What the task requires
Repeat the records, starting at the beginning and going on through the line with "x=164 y=130", with "caboose" swapped for "brake van" and nothing else altered. Give only those lines.
::::
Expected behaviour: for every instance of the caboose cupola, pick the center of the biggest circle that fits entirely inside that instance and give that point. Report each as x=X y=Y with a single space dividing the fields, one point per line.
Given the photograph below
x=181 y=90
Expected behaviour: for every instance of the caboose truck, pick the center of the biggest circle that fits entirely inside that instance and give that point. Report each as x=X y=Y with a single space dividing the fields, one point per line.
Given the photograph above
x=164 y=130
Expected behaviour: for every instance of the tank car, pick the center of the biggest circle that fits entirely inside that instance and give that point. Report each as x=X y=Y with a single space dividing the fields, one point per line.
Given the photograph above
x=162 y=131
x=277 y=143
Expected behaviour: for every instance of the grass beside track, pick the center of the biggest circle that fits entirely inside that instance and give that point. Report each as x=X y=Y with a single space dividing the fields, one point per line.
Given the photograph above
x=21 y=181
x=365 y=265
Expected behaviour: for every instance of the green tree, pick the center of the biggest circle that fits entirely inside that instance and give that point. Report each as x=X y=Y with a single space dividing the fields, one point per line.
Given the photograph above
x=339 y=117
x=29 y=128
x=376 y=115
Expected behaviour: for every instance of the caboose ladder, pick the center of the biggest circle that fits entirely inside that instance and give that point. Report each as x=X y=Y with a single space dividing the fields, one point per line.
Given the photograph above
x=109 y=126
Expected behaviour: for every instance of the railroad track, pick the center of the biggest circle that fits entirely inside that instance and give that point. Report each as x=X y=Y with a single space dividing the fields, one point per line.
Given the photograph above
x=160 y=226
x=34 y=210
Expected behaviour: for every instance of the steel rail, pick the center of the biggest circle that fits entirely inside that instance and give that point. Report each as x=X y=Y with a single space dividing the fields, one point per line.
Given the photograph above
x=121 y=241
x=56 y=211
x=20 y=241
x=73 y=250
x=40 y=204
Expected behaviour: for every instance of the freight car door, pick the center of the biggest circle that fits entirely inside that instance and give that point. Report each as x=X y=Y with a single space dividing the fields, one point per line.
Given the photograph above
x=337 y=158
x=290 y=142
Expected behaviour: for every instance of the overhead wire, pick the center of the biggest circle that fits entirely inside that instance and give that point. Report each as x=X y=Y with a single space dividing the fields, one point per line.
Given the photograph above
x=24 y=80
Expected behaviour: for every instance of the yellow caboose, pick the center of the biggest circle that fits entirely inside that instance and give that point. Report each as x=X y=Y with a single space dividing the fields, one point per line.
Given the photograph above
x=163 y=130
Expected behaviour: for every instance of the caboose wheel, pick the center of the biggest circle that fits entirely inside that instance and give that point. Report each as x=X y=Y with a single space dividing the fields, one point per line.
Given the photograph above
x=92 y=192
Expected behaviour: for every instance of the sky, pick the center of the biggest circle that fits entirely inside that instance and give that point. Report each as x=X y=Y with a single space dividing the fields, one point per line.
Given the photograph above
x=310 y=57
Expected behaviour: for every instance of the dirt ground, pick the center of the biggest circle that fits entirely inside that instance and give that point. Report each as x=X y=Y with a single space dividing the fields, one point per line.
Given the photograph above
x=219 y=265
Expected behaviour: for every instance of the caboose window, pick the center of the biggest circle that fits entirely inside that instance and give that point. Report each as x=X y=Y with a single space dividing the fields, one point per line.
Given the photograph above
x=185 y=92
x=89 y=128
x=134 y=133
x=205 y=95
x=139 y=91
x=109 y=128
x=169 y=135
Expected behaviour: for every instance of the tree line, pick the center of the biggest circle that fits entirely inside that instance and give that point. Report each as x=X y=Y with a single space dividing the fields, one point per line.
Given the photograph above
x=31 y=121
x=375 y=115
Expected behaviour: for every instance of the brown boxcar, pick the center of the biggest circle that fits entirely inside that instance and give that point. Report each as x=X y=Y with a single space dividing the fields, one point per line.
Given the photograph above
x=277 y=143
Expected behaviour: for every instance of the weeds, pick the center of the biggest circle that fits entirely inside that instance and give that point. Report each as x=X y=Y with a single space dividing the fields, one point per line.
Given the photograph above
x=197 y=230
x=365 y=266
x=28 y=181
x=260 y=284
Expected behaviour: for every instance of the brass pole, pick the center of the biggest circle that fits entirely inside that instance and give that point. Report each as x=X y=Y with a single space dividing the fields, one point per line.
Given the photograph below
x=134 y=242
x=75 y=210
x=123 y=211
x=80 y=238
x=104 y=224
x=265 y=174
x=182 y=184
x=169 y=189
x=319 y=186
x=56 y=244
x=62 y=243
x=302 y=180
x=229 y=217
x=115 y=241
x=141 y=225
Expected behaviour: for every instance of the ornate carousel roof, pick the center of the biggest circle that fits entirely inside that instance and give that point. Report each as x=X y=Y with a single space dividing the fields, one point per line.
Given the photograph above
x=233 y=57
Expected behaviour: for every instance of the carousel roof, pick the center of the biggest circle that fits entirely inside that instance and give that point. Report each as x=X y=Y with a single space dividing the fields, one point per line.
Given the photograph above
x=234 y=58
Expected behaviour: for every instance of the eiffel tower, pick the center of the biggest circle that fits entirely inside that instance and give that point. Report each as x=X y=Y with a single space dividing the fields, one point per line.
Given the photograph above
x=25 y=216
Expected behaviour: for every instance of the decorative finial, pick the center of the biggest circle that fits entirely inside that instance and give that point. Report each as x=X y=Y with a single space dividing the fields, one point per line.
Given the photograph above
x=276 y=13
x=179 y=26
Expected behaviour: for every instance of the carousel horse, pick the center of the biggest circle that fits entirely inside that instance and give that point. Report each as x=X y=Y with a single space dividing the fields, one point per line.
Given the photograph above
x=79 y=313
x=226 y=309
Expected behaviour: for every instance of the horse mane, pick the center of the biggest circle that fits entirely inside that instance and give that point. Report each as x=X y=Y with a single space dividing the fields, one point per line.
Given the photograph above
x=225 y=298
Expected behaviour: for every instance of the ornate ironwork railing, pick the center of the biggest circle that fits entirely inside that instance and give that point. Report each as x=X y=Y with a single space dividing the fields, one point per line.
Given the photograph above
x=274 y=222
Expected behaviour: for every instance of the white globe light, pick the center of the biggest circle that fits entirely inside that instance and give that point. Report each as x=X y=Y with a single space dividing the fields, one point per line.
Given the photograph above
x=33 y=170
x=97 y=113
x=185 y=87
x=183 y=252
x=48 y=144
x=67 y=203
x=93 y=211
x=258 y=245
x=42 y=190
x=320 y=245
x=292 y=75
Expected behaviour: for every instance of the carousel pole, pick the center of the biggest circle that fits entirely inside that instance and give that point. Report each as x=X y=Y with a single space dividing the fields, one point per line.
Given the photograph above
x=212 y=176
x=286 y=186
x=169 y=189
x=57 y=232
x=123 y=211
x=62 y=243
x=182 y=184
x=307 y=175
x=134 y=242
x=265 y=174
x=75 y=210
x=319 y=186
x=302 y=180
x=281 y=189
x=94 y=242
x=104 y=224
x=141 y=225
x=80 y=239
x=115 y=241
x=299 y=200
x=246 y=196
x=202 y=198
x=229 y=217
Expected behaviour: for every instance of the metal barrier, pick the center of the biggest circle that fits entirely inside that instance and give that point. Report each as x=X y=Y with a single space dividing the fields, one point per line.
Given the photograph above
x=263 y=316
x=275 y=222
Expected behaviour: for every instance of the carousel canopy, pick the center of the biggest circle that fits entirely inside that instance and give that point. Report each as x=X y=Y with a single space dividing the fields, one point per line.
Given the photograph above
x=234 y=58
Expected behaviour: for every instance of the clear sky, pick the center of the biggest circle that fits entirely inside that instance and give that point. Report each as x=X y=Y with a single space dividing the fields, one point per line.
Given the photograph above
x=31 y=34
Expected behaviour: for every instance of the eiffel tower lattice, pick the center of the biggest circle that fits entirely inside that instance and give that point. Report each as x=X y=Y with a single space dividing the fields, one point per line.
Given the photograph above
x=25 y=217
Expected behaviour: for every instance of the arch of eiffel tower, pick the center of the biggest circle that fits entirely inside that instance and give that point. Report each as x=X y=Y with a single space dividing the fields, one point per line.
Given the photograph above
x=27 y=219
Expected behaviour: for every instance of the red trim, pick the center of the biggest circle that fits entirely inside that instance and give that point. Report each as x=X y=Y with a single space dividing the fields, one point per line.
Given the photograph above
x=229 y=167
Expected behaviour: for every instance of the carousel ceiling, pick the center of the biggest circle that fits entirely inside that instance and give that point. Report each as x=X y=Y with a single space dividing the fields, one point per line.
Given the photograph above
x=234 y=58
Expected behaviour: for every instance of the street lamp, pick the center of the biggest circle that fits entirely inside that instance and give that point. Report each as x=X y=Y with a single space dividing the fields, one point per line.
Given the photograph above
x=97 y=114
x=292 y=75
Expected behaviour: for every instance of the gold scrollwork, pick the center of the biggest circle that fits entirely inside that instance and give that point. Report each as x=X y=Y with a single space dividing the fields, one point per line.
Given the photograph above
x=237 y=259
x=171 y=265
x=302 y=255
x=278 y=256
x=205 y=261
::::
Answer to the problem
Expected behaviour: for every instance of the brake van cupola, pick the center of the biggest circle that fits entirely inside that instance and give that point. Report each as x=X y=Y with a single space dividing the fields, one point per line.
Given the photograph below
x=181 y=90
Expected behaviour: for every instance of the brake van truck, pick the center of the biggest circle that fits entirely inside that instance and give that point. Report each as x=X y=Y with a single space dividing the fields, one point per line.
Given the photograph above
x=164 y=130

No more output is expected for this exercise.